STATED PROBLEM:
In the records below, find the line containing "point: black horse"; give it again exactly, along with every line that follows, and nothing else.

::: SUPPLIED DATA

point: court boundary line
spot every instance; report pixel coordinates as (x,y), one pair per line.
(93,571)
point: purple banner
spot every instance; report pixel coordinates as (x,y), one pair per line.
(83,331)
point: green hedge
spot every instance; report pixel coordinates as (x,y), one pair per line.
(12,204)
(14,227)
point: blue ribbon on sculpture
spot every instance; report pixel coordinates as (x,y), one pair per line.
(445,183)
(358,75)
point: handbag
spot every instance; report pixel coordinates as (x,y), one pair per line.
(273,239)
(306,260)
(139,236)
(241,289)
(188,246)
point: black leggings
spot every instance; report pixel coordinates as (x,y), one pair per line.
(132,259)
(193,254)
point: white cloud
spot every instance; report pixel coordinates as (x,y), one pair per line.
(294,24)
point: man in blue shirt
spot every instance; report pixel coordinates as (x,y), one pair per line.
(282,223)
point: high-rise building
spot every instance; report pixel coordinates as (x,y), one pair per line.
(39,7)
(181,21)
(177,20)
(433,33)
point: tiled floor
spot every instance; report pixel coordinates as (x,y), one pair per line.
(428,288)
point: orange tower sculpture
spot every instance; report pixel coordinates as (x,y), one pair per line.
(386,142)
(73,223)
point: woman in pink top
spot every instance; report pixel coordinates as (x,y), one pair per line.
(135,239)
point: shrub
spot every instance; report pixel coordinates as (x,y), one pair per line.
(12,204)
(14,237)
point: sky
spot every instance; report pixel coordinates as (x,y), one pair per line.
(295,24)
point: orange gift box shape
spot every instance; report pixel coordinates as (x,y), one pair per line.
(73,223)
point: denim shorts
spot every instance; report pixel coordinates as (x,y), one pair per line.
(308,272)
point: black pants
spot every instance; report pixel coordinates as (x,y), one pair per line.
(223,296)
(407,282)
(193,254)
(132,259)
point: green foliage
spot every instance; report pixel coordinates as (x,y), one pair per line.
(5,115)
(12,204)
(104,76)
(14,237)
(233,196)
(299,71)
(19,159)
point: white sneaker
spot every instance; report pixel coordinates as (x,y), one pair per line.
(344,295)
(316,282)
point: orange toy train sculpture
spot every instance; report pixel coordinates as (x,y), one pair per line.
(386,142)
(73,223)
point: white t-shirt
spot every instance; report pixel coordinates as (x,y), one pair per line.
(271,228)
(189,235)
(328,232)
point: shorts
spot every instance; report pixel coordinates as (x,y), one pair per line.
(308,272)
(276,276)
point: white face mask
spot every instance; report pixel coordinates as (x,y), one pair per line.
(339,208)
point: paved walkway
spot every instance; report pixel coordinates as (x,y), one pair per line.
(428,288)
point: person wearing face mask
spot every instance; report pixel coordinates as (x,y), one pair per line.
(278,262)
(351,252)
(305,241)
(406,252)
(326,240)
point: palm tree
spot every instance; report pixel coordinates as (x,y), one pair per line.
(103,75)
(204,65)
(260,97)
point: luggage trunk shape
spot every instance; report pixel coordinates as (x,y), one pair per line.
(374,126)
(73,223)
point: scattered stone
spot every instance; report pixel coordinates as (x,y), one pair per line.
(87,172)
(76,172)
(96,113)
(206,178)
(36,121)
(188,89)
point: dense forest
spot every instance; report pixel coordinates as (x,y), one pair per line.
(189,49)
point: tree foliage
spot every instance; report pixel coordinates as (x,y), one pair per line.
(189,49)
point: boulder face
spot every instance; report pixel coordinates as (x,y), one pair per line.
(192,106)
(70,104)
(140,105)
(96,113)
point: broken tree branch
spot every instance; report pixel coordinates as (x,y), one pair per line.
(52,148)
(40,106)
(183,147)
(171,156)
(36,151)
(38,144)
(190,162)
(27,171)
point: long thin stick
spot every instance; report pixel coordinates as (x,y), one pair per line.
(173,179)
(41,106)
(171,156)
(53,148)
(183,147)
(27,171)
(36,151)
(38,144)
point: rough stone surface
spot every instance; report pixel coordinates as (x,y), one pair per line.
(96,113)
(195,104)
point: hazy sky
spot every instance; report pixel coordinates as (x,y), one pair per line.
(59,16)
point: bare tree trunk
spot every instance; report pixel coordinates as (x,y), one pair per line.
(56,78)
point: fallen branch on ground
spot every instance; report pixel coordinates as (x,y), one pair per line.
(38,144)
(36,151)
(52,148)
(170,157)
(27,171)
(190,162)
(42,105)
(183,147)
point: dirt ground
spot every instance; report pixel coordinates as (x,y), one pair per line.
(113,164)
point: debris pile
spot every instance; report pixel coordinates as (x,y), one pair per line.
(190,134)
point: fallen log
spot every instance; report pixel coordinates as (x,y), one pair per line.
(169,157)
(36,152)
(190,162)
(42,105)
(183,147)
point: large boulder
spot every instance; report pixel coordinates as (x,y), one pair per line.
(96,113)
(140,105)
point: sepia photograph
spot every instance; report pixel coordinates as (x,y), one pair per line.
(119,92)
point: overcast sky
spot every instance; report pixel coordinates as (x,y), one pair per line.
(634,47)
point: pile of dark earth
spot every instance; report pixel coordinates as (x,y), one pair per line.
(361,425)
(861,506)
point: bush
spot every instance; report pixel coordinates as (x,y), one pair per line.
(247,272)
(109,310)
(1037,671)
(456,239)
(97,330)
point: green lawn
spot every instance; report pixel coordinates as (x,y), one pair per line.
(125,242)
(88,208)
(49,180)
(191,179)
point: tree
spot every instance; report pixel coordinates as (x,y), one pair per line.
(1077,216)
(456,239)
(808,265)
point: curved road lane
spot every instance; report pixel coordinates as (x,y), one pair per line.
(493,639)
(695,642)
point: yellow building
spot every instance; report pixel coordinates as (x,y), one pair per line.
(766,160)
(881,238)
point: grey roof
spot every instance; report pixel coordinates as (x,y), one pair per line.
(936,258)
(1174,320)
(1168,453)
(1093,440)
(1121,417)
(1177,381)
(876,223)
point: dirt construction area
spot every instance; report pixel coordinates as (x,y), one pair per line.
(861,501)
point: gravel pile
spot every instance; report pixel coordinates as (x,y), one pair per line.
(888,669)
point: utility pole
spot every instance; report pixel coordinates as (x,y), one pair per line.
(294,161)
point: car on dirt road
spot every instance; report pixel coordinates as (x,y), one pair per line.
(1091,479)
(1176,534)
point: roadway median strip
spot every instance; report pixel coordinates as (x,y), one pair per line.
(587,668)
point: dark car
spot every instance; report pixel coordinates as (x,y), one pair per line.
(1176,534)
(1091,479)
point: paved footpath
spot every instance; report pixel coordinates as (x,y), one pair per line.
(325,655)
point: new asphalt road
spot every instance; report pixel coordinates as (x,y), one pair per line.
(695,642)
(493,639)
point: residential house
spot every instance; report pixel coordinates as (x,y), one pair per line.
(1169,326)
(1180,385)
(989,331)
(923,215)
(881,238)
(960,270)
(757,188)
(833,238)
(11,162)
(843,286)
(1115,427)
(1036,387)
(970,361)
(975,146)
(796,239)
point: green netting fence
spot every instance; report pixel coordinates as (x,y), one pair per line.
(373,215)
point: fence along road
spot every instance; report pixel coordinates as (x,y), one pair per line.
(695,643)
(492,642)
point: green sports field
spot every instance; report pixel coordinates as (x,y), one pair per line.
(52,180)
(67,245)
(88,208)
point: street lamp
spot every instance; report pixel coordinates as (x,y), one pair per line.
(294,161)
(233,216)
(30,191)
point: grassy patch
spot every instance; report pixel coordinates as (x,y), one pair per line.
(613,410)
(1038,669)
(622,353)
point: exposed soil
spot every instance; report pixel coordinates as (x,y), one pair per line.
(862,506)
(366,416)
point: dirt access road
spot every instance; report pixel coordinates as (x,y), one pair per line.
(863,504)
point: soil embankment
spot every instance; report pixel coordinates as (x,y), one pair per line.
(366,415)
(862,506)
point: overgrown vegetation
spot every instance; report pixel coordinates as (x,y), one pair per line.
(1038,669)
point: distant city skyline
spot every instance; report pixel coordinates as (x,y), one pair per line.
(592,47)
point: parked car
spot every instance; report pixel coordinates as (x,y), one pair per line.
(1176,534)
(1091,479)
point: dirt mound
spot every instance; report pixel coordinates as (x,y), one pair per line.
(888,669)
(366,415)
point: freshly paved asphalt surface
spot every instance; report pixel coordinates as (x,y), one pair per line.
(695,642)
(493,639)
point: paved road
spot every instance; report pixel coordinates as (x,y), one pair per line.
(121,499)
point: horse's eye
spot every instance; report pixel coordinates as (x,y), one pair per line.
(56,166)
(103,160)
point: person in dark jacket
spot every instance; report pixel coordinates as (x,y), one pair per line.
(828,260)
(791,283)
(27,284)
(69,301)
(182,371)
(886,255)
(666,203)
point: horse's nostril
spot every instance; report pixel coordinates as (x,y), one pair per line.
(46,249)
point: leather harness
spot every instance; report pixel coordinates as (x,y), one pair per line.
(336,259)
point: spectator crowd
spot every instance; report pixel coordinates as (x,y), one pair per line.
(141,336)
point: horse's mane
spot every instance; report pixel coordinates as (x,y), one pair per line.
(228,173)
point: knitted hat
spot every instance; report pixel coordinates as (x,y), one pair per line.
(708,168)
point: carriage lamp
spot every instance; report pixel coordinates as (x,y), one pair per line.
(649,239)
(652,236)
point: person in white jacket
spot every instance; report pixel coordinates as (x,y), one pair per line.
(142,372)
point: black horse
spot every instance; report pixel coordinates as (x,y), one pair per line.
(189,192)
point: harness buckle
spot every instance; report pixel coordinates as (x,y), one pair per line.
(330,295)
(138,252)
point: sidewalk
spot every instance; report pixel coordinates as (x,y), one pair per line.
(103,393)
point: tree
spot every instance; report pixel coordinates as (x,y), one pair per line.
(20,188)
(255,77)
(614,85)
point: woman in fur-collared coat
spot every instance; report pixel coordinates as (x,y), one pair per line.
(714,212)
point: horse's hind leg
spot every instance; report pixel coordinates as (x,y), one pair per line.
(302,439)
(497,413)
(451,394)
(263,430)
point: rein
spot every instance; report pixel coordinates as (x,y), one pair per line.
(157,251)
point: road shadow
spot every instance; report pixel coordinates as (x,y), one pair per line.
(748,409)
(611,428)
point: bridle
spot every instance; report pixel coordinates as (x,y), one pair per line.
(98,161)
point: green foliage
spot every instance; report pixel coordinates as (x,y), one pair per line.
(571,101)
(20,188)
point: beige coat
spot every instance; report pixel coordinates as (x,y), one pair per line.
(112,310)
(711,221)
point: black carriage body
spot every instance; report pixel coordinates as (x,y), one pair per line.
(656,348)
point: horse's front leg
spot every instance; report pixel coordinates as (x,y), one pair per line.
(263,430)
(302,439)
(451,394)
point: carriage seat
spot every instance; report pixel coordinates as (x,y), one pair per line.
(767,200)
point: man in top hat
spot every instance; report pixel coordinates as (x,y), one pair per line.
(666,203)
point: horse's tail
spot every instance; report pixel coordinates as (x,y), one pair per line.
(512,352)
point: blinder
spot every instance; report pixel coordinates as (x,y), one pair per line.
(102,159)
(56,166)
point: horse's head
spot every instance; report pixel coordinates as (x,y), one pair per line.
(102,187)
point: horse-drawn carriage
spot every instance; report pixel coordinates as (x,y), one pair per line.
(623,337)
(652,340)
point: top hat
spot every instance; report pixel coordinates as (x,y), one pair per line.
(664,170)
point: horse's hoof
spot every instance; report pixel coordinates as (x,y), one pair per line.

::::::

ANSWER FOR THE TASK:
point: black horse
spot every instance; report pixel coordinates as (x,y), one pair per line.
(189,192)
point: harness buckle
spot every instance; report pixel coordinates as (x,y), one pair per line.
(330,295)
(138,252)
point: sidewalk
spot every instance; report pixel coordinates as (x,y), one pair per line.
(103,393)
point: tree
spot every instance; report pixel coordinates as (x,y), one pair per line.
(20,188)
(255,77)
(614,85)
point: woman in fur-collared coat
spot every instance; report pixel coordinates as (x,y), one pair per line.
(714,212)
point: horse's hind leg
spot every instance; report pixel coordinates as (x,y), one pair per line.
(302,439)
(497,413)
(451,394)
(263,430)
point: rein
spot every instance; report pixel coordinates as (x,y), one pair per line.
(157,251)
point: road shadow
spot every instance; report pixel coordinates as (x,y), one pair per line.
(748,409)
(611,428)
point: bridle
spot every instance; report pixel coordinates as (x,y), one pair per line.
(98,161)
point: green foliage
spot every instance; report pixel coordinates as (x,y), one pair per line.
(571,101)
(20,188)
point: beige coat
spot every instance; report pixel coordinates as (x,y), one pair per line.
(112,310)
(711,221)
point: black carriage body
spot every instance; report pixel coordinates as (x,y), one pair per line.
(656,348)
point: horse's front leg
spot every instance; report pixel coordinates as (x,y), one pair per line.
(263,430)
(302,439)
(451,394)
point: carriage seat
spot every instance; report pixel coordinates as (x,y), one pair per line.
(767,200)
point: man in top hat
spot every instance; report pixel coordinates as (x,y), one pair per line.
(666,203)
point: horse's tail
spot every instance; report pixel coordinates as (x,y), one pair per line.
(512,352)
point: blinder
spot every instance; report pixel coordinates as (x,y), one pair per line.
(102,159)
(56,166)
point: horse's head
spot every instance; report pixel coordinates as (x,y), one pair per line.
(102,187)
point: horse-drawn carriage
spot every instance; report pixel coordinates as (x,y), one pair per line.
(623,337)
(652,340)
point: top hat
spot every instance; report pixel coordinates as (x,y), one pair per line.
(664,170)
point: horse's hoof
spot every instance; report pixel coordinates as (x,y), one pair per line.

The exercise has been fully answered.